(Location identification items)
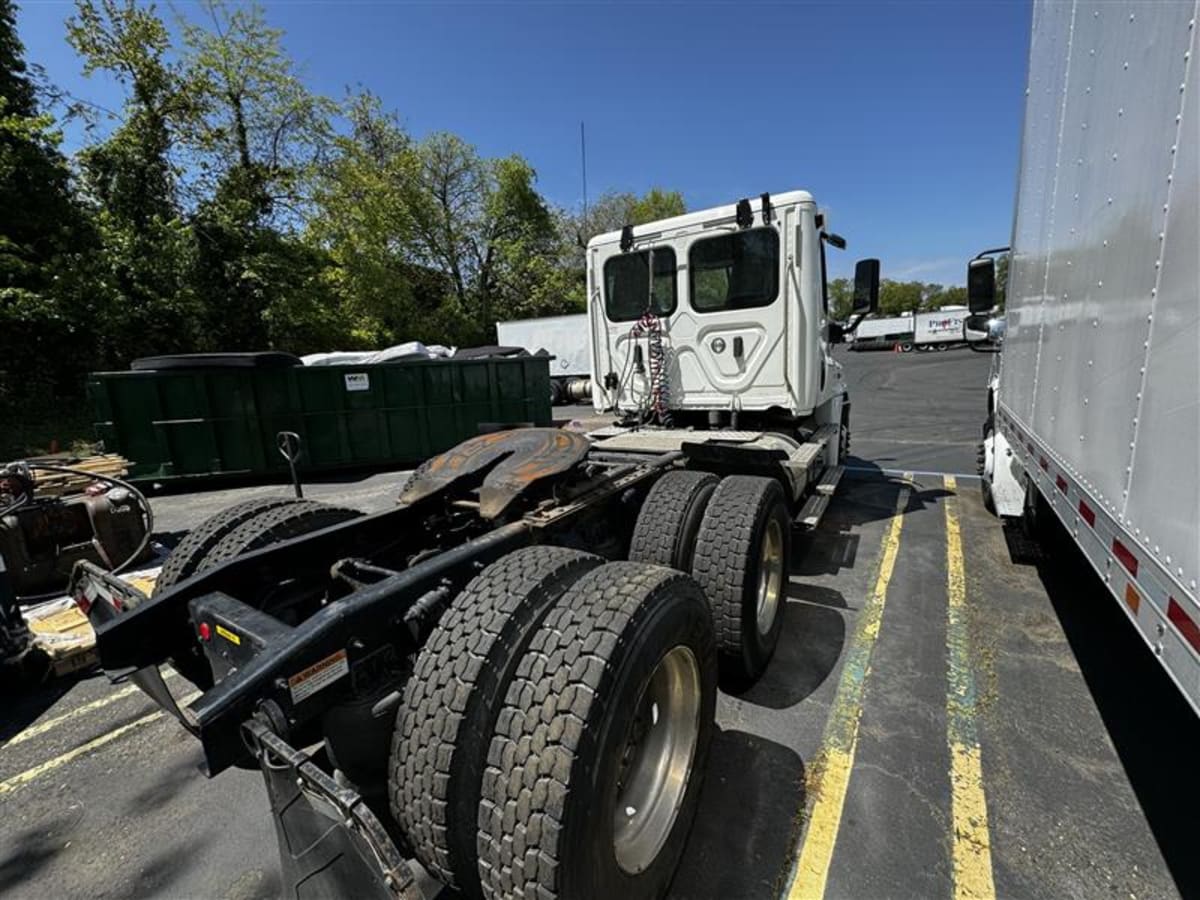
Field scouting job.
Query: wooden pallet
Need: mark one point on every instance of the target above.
(59, 484)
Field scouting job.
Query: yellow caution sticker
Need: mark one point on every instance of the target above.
(318, 676)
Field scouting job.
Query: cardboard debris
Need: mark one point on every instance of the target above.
(60, 630)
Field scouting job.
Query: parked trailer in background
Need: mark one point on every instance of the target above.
(456, 679)
(940, 329)
(564, 337)
(883, 334)
(1095, 412)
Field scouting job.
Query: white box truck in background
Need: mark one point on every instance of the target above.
(564, 337)
(933, 330)
(1095, 411)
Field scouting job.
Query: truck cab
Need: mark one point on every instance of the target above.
(720, 317)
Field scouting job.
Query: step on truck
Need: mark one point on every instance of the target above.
(510, 677)
(1093, 407)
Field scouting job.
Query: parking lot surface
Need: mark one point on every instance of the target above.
(939, 719)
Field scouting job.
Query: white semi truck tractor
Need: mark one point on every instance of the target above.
(714, 328)
(1093, 409)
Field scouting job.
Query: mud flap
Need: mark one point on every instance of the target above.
(330, 844)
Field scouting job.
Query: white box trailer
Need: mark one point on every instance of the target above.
(935, 329)
(1097, 401)
(940, 328)
(565, 337)
(877, 334)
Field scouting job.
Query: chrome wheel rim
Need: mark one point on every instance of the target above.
(655, 765)
(771, 576)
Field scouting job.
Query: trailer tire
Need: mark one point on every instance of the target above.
(742, 561)
(670, 519)
(444, 724)
(618, 682)
(987, 463)
(273, 526)
(187, 556)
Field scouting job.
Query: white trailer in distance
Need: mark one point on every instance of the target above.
(565, 339)
(1093, 414)
(930, 330)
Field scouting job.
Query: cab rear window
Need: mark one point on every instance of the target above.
(735, 271)
(629, 291)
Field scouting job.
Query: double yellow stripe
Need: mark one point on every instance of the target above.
(831, 775)
(61, 760)
(971, 840)
(971, 845)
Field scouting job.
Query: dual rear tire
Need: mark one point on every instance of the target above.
(733, 535)
(553, 735)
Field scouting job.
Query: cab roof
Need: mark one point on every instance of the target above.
(701, 216)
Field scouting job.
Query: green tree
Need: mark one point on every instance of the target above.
(483, 223)
(363, 221)
(45, 322)
(256, 135)
(900, 297)
(130, 181)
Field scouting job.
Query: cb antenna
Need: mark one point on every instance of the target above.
(583, 159)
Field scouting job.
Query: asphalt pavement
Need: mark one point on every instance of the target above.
(940, 718)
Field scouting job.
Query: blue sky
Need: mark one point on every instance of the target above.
(903, 119)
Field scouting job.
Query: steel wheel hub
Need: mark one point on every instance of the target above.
(657, 760)
(771, 577)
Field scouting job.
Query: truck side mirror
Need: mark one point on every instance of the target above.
(981, 285)
(975, 328)
(867, 286)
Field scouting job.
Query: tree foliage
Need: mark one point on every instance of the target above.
(227, 207)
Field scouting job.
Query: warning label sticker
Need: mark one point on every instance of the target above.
(318, 676)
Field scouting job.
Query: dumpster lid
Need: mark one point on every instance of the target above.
(267, 359)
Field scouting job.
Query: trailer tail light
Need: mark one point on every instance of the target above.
(1127, 559)
(1183, 623)
(1133, 599)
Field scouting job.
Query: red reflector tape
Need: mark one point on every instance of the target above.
(1183, 623)
(1133, 599)
(1127, 559)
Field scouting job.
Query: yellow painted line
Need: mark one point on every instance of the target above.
(972, 840)
(49, 766)
(831, 774)
(34, 731)
(61, 760)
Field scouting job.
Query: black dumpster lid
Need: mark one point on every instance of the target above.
(269, 359)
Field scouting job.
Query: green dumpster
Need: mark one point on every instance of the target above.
(208, 420)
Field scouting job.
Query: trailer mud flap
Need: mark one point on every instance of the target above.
(331, 845)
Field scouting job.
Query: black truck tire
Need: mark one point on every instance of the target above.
(622, 670)
(670, 519)
(190, 552)
(444, 724)
(741, 562)
(273, 526)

◆ GIVEN PROBLEM ◆
Print the full listing exactly, dropping the pictures.

◆ OUTPUT FOR THIS TASK ◆
Field scouting job.
Query: wooden pallet
Need: mark one point on every instance of the target above.
(59, 484)
Field scouting job.
Query: yellow caution sticker
Need: mark one point on every instance of the target above.
(318, 676)
Field scouting job.
Query: cardboard debris
Need: mark one point on every instance of the target above.
(60, 630)
Field scouting job.
Query: parked trailer in background
Need: mark one point on every instance of the target above.
(456, 679)
(940, 329)
(564, 337)
(883, 334)
(1095, 412)
Field scouting job.
Query: white box truck in background
Need: mark one point on every instance of the target above.
(564, 337)
(933, 330)
(1095, 411)
Field scouting job.
Query: truck cab
Need: mark one point on every instance of the target above.
(720, 317)
Field scouting job.
Query: step on truck
Need: mark one point on every instance of the target above.
(510, 677)
(1093, 407)
Field scouting job.
Query: parking lot surface
Need: mark one point on every instance of the target above.
(939, 719)
Field scouting job.
Query: white semi truck tractor
Need: mark one point on every instance of the target above.
(714, 328)
(1093, 409)
Field scouting job.
Query: mud flap
Need: mark one point on every instance of the target above.
(330, 844)
Field scouting job.
Query: white box trailer
Need: mark one point on every instance of the target above.
(935, 329)
(1097, 401)
(940, 328)
(565, 337)
(877, 334)
Field scouting job.
Query: chrome wheel rim
Need: mark one point on every instance of the target above.
(655, 765)
(771, 576)
Field scouting job.
Query: trailer tire
Need: mark one point on every instance of the target above.
(742, 561)
(670, 519)
(444, 724)
(618, 682)
(987, 463)
(273, 526)
(187, 556)
Field scouting job.
Query: white trailer in distance
Need: mark one point on every instance of the target above.
(565, 339)
(1093, 414)
(930, 330)
Field scouting job.
Query: cab rear window
Need: mark one point on every instance of the target above.
(735, 271)
(629, 291)
Field scouting job.
Query: double yellow stripe
Need: mark one point on every instance of the target above.
(831, 775)
(61, 760)
(971, 840)
(971, 845)
Field scouting job.
Query: dual rear tire
Need: mark one point on every instance of the target above.
(733, 535)
(553, 735)
Field scouting job.
Query: cab roof
Need: mark one point on every instance of the target above.
(701, 216)
Field scouting job.
Query: green tree
Need: mark one point on every instance of the target above.
(483, 223)
(363, 221)
(45, 322)
(256, 135)
(900, 297)
(130, 181)
Field scouting job.
Query: cb antenna
Need: mark one point on every instance of the target above.
(583, 159)
Field scouting job.
Query: asphalt pavement
Need: mark one point on every instance of the target above.
(940, 718)
Field scouting job.
Query: blue sky
Need: mark one point on every instance of the target above.
(903, 119)
Field scouting job.
Query: steel wheel hub
Need: mark one point on every instance of the target above.
(657, 760)
(771, 577)
Field scouting job.
Query: truck side mirror
Need: mark one point on every instance of the target above.
(981, 285)
(975, 328)
(867, 286)
Field scouting job.
Query: tree foliage
Need: mark one point on every instance of the target above.
(227, 207)
Field scouting job.
Query: warning label sticker
Need: mark one point on every instance of the target above.
(318, 676)
Field scouting job.
Query: dumpster lid
Need: mark one point on every instance of the target above.
(267, 359)
Field scouting job.
Query: trailer tail light
Need: mark one point on every instance of the target above.
(1127, 559)
(1183, 623)
(1133, 599)
Field scouting job.
Query: red reflector tape
Need: mark one point on every instance of the target above.
(1183, 623)
(1133, 599)
(1127, 559)
Field scouting job.
Query: yellow painted line
Need: mark one point on every instance of the target above.
(972, 840)
(49, 766)
(831, 774)
(34, 731)
(61, 760)
Field scouting job.
Query: black dumpster lid
Need: mark one point on every instance of the target above.
(269, 359)
Field scouting job.
Query: green dumpster
Need: mark one point on every instance of the target above.
(208, 420)
Field scouting job.
Query: trailer mud flap
Need: mark one point on every instance of the target above.
(331, 845)
Field scouting job.
Query: black truck tire
Need: mark one point on every instance of the target above.
(622, 670)
(670, 519)
(190, 552)
(444, 724)
(741, 562)
(273, 526)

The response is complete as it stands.